__The request__
Reproduce every line of the listing below without changing a single character.

__Rows__
————
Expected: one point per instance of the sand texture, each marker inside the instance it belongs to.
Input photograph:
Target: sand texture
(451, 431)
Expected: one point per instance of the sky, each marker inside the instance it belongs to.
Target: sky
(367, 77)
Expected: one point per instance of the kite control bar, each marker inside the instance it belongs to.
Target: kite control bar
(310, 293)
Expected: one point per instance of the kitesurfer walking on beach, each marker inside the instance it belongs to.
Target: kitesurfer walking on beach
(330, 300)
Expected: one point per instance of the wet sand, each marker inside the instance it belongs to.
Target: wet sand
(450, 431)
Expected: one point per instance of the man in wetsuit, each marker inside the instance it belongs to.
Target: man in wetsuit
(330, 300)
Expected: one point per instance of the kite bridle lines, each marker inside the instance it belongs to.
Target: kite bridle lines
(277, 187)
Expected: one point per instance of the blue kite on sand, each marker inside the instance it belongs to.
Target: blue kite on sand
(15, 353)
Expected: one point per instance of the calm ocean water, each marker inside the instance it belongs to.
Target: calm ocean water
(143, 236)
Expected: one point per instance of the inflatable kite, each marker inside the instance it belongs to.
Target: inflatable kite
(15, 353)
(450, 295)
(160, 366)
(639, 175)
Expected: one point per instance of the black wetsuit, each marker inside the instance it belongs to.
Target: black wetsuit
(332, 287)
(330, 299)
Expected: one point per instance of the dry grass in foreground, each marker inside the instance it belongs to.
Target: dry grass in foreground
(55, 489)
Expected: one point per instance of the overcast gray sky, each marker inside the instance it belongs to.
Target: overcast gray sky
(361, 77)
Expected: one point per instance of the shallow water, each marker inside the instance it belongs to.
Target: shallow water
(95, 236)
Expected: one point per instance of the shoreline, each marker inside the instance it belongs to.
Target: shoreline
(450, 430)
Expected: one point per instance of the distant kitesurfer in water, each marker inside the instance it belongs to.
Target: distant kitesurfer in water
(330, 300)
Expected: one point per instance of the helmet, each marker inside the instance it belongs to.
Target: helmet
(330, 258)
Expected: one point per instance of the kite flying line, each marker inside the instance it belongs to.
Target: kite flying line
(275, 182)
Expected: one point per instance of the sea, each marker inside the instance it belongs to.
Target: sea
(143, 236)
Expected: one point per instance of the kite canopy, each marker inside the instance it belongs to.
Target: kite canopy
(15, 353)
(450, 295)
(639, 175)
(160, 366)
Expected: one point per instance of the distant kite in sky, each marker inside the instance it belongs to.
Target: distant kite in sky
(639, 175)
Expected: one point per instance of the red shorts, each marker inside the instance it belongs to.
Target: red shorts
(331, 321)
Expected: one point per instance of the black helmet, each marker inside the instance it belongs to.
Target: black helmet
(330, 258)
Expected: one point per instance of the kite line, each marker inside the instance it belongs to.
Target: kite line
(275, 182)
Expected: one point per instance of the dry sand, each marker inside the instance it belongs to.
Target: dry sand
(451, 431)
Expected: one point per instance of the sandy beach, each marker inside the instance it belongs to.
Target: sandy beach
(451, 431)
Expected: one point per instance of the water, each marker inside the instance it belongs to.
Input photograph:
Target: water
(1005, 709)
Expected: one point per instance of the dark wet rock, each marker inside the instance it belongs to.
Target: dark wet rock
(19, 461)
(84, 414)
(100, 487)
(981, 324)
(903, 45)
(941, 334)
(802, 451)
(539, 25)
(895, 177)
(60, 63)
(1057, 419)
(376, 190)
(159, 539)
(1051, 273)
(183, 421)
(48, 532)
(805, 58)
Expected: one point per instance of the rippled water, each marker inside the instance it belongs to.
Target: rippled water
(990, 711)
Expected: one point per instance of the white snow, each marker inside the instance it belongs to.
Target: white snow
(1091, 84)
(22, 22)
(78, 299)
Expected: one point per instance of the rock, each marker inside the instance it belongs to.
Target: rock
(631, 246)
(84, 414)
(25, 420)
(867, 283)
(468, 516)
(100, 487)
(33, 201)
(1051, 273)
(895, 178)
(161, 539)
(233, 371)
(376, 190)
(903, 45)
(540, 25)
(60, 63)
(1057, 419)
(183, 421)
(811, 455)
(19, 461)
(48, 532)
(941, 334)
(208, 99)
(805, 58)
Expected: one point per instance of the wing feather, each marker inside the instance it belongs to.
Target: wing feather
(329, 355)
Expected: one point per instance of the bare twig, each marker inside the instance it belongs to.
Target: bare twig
————
__Answer for the task__
Expected: one point per instance of the sand texture, each marker inside the instance it belongs to.
Input photograph:
Target: sand texture
(451, 431)
Expected: one point per instance of the sky, each marker inside the instance it belongs to.
Target: sky
(367, 77)
Expected: one point per instance of the kite control bar, each marker inside the instance it belongs to.
Target: kite control bar
(310, 293)
Expected: one point per instance of the kitesurfer walking on beach, each marker inside the instance it belongs to.
Target: kitesurfer walking on beach
(330, 300)
Expected: one point per instance of the wet sand, each marker inside the instance it belongs to.
Target: wet sand
(450, 431)
Expected: one point per instance of the man in wetsuit, each marker inside the instance it belongs to.
Target: man in wetsuit
(330, 300)
Expected: one point per instance of the kite bridle lines, each marker inside the instance it belongs to.
Target: kite bridle lines
(277, 187)
Expected: one point per instance of the blue kite on sand, each marker inside the instance it belongs to.
Target: blue kite on sand
(15, 353)
Expected: one point per instance of the calm ocean water, each marker inside the instance it belongs to.
Target: calm ocean water
(143, 236)
Expected: one point per instance of the inflatable kite, each marker inside the instance it belongs to.
Target: inflatable kite
(15, 353)
(450, 295)
(160, 366)
(639, 175)
Expected: one point per instance of the black wetsuit, each marker inside the instance it belongs to.
Target: black wetsuit
(332, 287)
(330, 299)
Expected: one point per instance of the dry grass in foreground, each marker inside the instance it belongs to.
Target: dry grass in foreground
(55, 489)
Expected: one point per instance of the overcast gray sky, each marker inside the instance it belongs to.
Target: overcast gray sky
(361, 77)
Expected: one point per instance of the shallow water, each marker inside the instance it belongs to.
Target: shallow water
(95, 236)
Expected: one point per instance of the shoreline, each marker inside the instance it belongs to.
Target: shoreline
(450, 430)
Expected: one point per instance of the distant kitesurfer in water, each marker inside the instance it belongs to.
Target: distant kitesurfer in water
(330, 300)
Expected: one point per instance of the helmet, each marker inside the instance it belongs to.
Target: helmet
(330, 258)
Expected: one point per instance of the kite flying line, each marker inside the instance it belongs to.
Target: kite flying line
(275, 182)
Expected: one point per instance of the sea, each marker inside the instance it belongs to.
Target: sea
(143, 236)
Expected: one point per instance of the kite canopy, each marker inside the instance it belongs to.
Target: kite canopy
(15, 353)
(450, 295)
(639, 175)
(160, 366)
Expected: one point per instance of the distant kite in sky, each marker inside the instance it belongs to.
Target: distant kite in sky
(639, 175)
Expected: one point per instance of the red shorts, each marker inside the instance it belongs to.
Target: red shorts
(331, 321)
Expected: one point per instance of the black helmet, each marker inside the instance it belongs to.
Target: black helmet
(330, 258)
Expected: one point per instance of the kite line, each marker inside the instance it belongs to.
Target: kite line
(275, 182)
Expected: one point per instance of the dry sand, each marker inside the instance it belongs to.
Target: dry sand
(451, 431)
Expected: one point per instance of the sandy beach, each marker inside the instance it belongs to.
Target: sandy beach
(451, 431)
Expected: one point per instance of the water, each marker inside the instance it belongs to.
Input photograph:
Target: water
(1005, 709)
Expected: one point per instance of the dark wet rock, each marker inside the instance it belongs to.
Target: dark wet rock
(19, 461)
(84, 414)
(100, 487)
(981, 324)
(903, 45)
(941, 334)
(802, 451)
(539, 25)
(895, 177)
(60, 63)
(1057, 419)
(376, 190)
(159, 539)
(1051, 273)
(183, 421)
(48, 532)
(805, 58)
Expected: one point per instance of the rippled water, each marker inside the instance it belongs to.
Target: rippled water
(990, 711)
Expected: one point per instance of the white snow, each marker inside the instance it belongs to.
Target: white snow
(1091, 84)
(22, 22)
(78, 299)
Expected: one point per instance of the rock, each marker inside the instance it belongs to.
Target: rock
(631, 246)
(84, 414)
(25, 420)
(867, 283)
(468, 516)
(100, 487)
(33, 201)
(1051, 273)
(895, 178)
(161, 539)
(233, 371)
(376, 190)
(903, 45)
(540, 25)
(60, 63)
(1057, 419)
(183, 421)
(811, 455)
(19, 461)
(48, 532)
(941, 334)
(208, 99)
(805, 58)
Expected: one point per instance of the wing feather, each marker inside the instance it belongs to.
Target: wing feather
(329, 355)
Expected: one point per instance of the bare twig, each marker inside the instance it belongs to.
Target: bare twig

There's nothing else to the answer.